Point placement records:
--------

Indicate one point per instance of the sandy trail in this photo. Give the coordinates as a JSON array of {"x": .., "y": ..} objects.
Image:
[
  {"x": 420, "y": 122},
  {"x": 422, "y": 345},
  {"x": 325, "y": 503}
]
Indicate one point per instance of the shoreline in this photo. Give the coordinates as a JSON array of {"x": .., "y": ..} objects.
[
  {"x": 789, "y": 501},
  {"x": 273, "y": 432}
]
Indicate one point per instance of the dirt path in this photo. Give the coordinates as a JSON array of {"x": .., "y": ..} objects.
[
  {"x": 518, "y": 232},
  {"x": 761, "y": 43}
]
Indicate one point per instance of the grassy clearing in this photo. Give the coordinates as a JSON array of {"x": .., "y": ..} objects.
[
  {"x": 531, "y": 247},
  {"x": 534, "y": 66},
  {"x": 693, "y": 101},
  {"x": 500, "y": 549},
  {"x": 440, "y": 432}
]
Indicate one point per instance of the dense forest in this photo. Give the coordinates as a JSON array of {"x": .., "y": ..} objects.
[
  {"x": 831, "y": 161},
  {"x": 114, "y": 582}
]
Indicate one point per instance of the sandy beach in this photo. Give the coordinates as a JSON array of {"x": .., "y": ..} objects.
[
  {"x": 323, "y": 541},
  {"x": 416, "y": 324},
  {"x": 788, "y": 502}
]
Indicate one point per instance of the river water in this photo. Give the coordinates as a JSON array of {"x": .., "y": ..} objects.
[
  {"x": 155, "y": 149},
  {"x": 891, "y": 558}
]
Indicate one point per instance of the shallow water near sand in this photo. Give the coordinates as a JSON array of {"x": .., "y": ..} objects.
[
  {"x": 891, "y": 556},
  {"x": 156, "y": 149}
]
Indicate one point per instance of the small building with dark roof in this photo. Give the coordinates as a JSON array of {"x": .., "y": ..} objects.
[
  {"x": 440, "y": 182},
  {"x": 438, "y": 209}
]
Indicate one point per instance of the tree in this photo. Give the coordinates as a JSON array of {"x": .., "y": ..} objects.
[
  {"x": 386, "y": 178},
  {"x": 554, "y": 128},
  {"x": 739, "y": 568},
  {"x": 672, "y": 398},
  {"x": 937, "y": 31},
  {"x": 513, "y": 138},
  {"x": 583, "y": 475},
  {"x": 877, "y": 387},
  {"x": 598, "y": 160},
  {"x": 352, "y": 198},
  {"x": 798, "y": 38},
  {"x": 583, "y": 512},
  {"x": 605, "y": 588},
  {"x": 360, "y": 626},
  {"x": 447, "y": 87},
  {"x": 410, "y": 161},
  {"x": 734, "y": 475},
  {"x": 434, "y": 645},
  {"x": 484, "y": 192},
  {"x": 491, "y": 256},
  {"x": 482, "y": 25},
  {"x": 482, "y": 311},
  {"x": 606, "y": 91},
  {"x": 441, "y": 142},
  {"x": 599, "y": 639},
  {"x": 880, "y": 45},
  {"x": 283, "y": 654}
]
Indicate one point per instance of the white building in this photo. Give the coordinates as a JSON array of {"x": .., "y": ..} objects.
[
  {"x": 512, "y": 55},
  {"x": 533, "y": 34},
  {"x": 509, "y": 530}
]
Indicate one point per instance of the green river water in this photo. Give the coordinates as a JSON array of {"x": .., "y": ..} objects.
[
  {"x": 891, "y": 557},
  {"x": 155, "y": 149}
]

--------

> [THE REQUEST]:
Repeat exactly the lines starting at the line with "Indicate one point per instance of the white" and ending with the final line of the entries. Include nothing else.

> [FULL ANSWER]:
Indicate one point per instance of the white building in this photo. Give the coordinates as a JSON array of {"x": .., "y": ..} objects.
[
  {"x": 512, "y": 55},
  {"x": 533, "y": 34},
  {"x": 509, "y": 530}
]
Indicate one point per instance of the green river water in this photo. Give the coordinates as a JSON array of {"x": .., "y": ..} objects.
[
  {"x": 891, "y": 557},
  {"x": 155, "y": 149}
]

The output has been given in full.